◆ **Assignment**
Only the lines from the one with "Note: pick out every instance of the chef's" to the end of the records are wanted, each repeated exactly, both ends included.

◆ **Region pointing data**
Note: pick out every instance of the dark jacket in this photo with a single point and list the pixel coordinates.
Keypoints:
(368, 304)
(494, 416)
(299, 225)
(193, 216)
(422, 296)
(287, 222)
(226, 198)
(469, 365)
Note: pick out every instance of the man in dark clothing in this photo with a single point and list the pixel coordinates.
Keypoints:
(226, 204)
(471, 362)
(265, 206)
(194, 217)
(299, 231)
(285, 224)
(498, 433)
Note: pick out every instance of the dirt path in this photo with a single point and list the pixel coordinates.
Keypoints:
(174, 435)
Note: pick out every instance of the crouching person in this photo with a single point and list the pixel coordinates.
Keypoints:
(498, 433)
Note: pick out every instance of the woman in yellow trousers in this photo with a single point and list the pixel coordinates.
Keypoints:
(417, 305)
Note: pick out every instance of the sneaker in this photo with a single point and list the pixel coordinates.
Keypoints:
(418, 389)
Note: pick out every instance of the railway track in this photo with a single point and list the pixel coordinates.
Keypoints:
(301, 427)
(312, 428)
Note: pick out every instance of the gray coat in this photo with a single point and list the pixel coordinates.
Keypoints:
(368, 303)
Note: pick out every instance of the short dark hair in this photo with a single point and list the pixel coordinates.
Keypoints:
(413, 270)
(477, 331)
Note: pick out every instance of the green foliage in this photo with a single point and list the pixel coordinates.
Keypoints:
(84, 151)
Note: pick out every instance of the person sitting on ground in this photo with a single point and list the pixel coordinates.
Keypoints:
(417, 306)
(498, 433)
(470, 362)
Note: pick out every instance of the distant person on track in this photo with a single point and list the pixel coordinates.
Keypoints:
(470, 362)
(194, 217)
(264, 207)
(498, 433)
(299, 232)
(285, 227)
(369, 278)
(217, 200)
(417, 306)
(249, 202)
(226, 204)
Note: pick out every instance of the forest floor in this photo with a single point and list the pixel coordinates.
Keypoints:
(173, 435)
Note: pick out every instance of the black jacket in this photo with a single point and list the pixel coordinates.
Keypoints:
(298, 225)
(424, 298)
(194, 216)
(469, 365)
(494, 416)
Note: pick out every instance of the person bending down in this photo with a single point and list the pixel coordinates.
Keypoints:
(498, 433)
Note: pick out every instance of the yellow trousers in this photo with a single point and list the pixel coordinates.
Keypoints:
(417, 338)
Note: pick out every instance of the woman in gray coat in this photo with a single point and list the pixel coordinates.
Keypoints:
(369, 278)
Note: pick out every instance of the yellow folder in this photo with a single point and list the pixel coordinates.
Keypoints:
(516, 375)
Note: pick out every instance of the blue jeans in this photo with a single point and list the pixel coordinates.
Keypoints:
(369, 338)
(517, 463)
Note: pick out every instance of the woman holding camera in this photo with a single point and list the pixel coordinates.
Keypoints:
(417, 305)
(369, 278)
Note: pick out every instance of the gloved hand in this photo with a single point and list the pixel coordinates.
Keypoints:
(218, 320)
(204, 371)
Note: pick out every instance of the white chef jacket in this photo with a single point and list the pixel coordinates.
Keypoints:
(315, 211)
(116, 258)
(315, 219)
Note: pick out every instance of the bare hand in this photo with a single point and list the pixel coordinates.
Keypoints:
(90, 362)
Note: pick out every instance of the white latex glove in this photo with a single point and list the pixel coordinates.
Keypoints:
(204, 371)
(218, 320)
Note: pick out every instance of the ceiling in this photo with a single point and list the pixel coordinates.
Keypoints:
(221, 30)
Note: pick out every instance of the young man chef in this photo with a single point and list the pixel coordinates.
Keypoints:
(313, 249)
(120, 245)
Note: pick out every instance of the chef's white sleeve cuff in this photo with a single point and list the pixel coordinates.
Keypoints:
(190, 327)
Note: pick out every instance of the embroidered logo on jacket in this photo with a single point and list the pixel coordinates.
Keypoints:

◆ **Output of the task**
Note: pick out every instance of the chef's white sleeve cuff in this photo with a single point and list the pixel coordinates.
Keypoints:
(190, 327)
Note: pick out every instance of the embroidered logo on jacket in this photo with a single point and list the pixel coordinates.
Keypoints:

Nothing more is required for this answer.